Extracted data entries
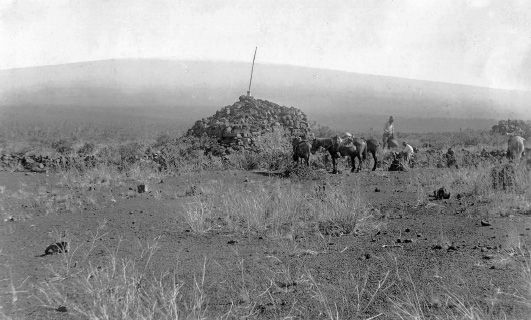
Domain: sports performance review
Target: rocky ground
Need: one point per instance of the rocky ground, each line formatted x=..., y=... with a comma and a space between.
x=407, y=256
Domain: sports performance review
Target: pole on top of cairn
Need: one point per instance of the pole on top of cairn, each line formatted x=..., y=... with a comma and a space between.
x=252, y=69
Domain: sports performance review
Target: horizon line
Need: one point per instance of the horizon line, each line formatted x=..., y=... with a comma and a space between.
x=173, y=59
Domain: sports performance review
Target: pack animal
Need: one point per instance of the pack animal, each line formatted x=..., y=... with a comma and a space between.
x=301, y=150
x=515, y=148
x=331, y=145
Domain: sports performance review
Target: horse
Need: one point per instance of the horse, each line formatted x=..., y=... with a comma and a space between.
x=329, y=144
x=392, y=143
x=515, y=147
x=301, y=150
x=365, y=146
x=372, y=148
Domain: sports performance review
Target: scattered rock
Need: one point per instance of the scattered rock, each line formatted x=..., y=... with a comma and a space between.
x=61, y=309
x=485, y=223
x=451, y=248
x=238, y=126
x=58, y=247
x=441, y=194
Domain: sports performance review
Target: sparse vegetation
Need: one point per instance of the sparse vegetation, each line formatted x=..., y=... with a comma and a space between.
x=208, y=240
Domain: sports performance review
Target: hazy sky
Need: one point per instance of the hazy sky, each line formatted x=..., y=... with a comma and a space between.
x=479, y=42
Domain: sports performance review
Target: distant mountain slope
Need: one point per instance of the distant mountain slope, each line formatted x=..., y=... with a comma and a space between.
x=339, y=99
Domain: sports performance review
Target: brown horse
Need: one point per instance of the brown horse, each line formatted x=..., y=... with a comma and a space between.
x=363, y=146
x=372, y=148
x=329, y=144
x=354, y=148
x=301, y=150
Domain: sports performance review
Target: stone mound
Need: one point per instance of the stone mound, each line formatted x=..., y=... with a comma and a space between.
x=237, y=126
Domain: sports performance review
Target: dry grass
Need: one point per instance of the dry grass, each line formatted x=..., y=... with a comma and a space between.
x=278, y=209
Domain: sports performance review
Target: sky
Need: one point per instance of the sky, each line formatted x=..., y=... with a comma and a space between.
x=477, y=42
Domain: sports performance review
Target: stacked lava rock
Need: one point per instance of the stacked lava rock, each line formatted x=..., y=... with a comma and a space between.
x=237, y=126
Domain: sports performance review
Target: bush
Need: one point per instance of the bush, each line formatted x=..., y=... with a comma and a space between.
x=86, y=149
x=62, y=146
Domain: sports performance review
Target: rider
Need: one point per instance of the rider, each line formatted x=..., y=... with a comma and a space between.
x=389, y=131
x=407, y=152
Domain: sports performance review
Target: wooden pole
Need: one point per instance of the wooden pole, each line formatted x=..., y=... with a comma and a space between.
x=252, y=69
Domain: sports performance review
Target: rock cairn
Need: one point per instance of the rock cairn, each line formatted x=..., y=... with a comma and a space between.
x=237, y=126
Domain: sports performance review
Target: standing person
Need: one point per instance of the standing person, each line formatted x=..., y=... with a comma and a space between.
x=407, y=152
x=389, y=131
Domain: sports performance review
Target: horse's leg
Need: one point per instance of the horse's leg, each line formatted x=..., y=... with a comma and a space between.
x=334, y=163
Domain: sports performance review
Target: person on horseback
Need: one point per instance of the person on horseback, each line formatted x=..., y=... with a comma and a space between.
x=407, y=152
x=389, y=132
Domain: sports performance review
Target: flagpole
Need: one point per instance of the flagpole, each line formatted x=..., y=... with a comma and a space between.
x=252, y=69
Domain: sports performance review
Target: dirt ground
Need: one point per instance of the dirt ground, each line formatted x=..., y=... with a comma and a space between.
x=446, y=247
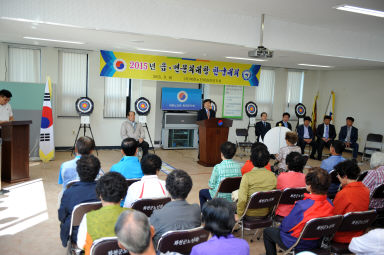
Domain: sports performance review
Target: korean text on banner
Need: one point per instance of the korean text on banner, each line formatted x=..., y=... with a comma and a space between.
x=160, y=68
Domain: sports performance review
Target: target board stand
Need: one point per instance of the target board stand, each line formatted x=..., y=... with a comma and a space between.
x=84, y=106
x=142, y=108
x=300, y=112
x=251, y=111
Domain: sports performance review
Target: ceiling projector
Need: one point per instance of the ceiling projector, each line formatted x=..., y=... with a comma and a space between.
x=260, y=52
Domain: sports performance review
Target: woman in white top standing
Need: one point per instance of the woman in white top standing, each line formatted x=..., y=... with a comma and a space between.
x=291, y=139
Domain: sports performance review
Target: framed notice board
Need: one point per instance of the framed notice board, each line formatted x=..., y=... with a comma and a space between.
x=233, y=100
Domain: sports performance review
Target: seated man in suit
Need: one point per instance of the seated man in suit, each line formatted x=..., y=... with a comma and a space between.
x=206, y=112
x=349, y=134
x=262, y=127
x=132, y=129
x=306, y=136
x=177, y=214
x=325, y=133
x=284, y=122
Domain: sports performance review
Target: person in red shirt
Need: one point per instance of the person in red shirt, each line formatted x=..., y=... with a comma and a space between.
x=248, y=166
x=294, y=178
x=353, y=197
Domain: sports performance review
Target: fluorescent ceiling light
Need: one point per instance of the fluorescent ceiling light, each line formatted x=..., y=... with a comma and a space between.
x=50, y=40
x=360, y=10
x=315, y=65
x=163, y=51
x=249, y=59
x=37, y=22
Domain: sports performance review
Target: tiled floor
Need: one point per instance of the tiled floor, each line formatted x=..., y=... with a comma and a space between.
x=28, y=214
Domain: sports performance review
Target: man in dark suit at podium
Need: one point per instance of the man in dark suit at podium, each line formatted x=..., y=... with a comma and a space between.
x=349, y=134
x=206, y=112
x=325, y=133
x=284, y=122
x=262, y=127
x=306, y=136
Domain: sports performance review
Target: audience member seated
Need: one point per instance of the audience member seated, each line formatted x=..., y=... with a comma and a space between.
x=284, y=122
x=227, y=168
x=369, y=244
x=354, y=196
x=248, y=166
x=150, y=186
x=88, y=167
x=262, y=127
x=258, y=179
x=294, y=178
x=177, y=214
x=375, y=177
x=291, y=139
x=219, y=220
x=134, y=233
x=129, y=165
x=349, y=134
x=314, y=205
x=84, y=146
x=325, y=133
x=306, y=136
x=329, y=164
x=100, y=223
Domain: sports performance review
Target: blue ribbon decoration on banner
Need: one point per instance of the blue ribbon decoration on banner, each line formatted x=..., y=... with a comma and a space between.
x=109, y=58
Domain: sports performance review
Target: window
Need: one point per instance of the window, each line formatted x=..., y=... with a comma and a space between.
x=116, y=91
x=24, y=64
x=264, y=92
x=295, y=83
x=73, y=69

§ **Short problem**
Give back the entries verbatim. Do not include any picture.

§ **Task response**
Domain: sports performance review
Target: rocky ground
Need: one point per instance of the rocky ground, each line formatted x=..., y=... with a comma and a space between.
x=407, y=256
Domain: sports performance review
Target: pole on top of cairn
Need: one point per instance of the pole on top of cairn, each line formatted x=..., y=... with a comma and a space between.
x=252, y=69
Domain: sports performance review
Target: horizon line
Need: one point per instance of the horizon line, each line formatted x=..., y=... with a comma and a space between.
x=173, y=59
Domain: sports performance review
Target: pack animal
Need: one point per instance of the pack animal, each line formatted x=..., y=... with a comma and a space between.
x=301, y=150
x=515, y=148
x=331, y=145
Domain: sports performance review
Target: horse
Need: one point per instance of the horse, each line formatted x=..., y=... with a comma and a space between.
x=329, y=144
x=392, y=143
x=515, y=147
x=301, y=150
x=365, y=146
x=372, y=148
Domain: sports performance review
Target: scattered rock
Need: one point per instance of the scattered rock, each line formatted x=..., y=... with a comma and a space between.
x=61, y=309
x=485, y=223
x=451, y=248
x=238, y=126
x=58, y=247
x=441, y=194
Domain: sports performance review
Target: sparse vegetation
Need: one point per instance of the sparse vegetation, each line formatted x=..., y=... with a comma and a space between.
x=208, y=240
Domain: sports performance review
Target: hazy sky
Need: one point per instance of the hazy sky, each line formatted x=..., y=... with a comma and a space between.
x=479, y=42
Domain: sports performance review
Target: distant mountain slope
Need: one point per instance of the distant mountain slope, each line formatted x=..., y=... with a comma and a space between.
x=339, y=99
Domain: sports performance review
Target: brown horse
Need: one point per instance of the brown horse, each line formatted x=..., y=... with a comma and a space between.
x=363, y=146
x=372, y=148
x=329, y=144
x=354, y=148
x=301, y=150
Domain: sports performance review
Target: stone mound
Need: one point per instance of the stone mound, each line formatted x=..., y=... with a comma and a space between.
x=237, y=126
Domain: sports performance review
Target: dry grass
Need: one point per instance of the dry grass, each line formatted x=..., y=... with a comma and a space between.
x=278, y=209
Domain: sports performance review
Target: sky
Need: one point per instance of the sky, each line formatted x=..., y=... with a comma and a space between.
x=477, y=42
Domain: sports performance review
Target: stacked lava rock
Need: one point per instance of the stacked lava rock, each line formatted x=..., y=... with a comma and a space between.
x=237, y=126
Domain: sports performance review
Target: bush
Need: one point per instance of the bush, each line formatted x=..., y=... with a comma and a space between.
x=86, y=149
x=62, y=146
Domain: sports performance review
Target: rider
Need: one point per instance of the rider, each line formatted x=..., y=... with a comma and a space between.
x=389, y=131
x=407, y=152
Domain: sports performance review
Target: wooden pole
Need: one point per instance of the wooden pole, each line formatted x=..., y=... with a comma and a space between.
x=252, y=69
Domain: sports performance review
Target: rock cairn
Need: one point per instance of the rock cairn, each line formatted x=..., y=... with a comma and a space between.
x=237, y=126
Domain: sports performance review
Target: standing person
Need: one point per instance of the standing person, each line formatted x=..., y=... with a comma and a space between.
x=407, y=152
x=389, y=131
Domain: sports performance review
Target: horse's leg
Need: one point per instance of the horse's leg, each line formatted x=..., y=... with a comma and a space between.
x=334, y=163
Domain: sports performance review
Target: person on horseback
Need: one point per instance of the person on horseback, each line formatted x=..., y=... with a comma and a space between.
x=407, y=152
x=389, y=132
Domain: sports performance review
Target: flagpole
Need: one point per instance of the flagpole, each line formatted x=..., y=... with a comma and a space between.
x=252, y=69
Domain: sports performance review
Target: dirt ground
Need: one point per instance of the dirt ground, each line formatted x=..., y=... with a comma and a space between.
x=446, y=247
Domain: sports performance review
Target: korean text on banner
Need: one point per instance of the korean text on banner, each line formatted x=..., y=... with a comma and a space between.
x=160, y=68
Domain: sports performance review
Target: target board stand
Need: one point per instance of the target board stand, each line formatted x=..., y=... with a comma and a space between.
x=84, y=106
x=142, y=108
x=300, y=112
x=251, y=111
Domain: sports performance review
Target: ceiling projector
Need: one point per instance of the ceiling projector, each line formatted x=..., y=... with a comma and a space between.
x=260, y=52
Domain: sports performance review
Target: woman in white top standing
Need: one point per instance of the woman in white top standing, each line formatted x=..., y=... with a comma and a space between.
x=291, y=139
Domain: sports performance review
Target: framed notice board
Need: one point per instance of the framed notice board, each line formatted x=..., y=... with a comma and a space between.
x=233, y=100
Domain: sports performance review
Target: seated man in suit
Need: one point per instance of the seated man in suit, each line formatted x=..., y=... with a comma and a space between.
x=206, y=112
x=349, y=134
x=262, y=127
x=132, y=129
x=306, y=136
x=177, y=214
x=325, y=133
x=284, y=122
Domain: sports performance review
Target: person in red shirt
Need: one point per instance of the person in red shirt, each line formatted x=..., y=... with a comma and a space between.
x=248, y=166
x=294, y=178
x=353, y=197
Domain: sports performance review
Target: fluorescent ceiling light
Need: one point per instance of the fluorescent ceiling light, each line formatted x=..., y=... with a comma and a space between.
x=50, y=40
x=360, y=10
x=315, y=65
x=163, y=51
x=249, y=59
x=37, y=22
Domain: sports performance review
Target: tiled floor
Need: one point per instance of the tiled floor, each line formatted x=..., y=... with a comma and a space between.
x=28, y=214
Domain: sports performance review
Target: man in dark suit at podium
Need: one point per instance of the man in dark suit at podium, each line formatted x=..., y=... with a comma and a space between.
x=349, y=134
x=206, y=112
x=325, y=133
x=284, y=122
x=262, y=127
x=306, y=136
Domain: sports performance review
Target: audience member seated
Need: one point per instance of the audience member seated, each line formatted x=..., y=... with a comma and a space between.
x=284, y=122
x=227, y=168
x=369, y=244
x=354, y=196
x=248, y=166
x=150, y=186
x=88, y=167
x=262, y=127
x=258, y=179
x=294, y=178
x=177, y=214
x=375, y=177
x=291, y=139
x=219, y=220
x=134, y=233
x=129, y=165
x=349, y=134
x=314, y=205
x=84, y=146
x=325, y=133
x=306, y=136
x=329, y=164
x=100, y=223
Domain: sports performance review
Target: blue ribbon decoration on banner
Need: one point per instance of the blue ribbon decoration on banner, each line formatted x=..., y=... with a comma and a space between.
x=109, y=58
Domain: sports performance review
Target: window
Need: one point per instance of the window, each line formatted x=..., y=... with a comma and a space between.
x=116, y=91
x=24, y=64
x=264, y=92
x=295, y=83
x=73, y=69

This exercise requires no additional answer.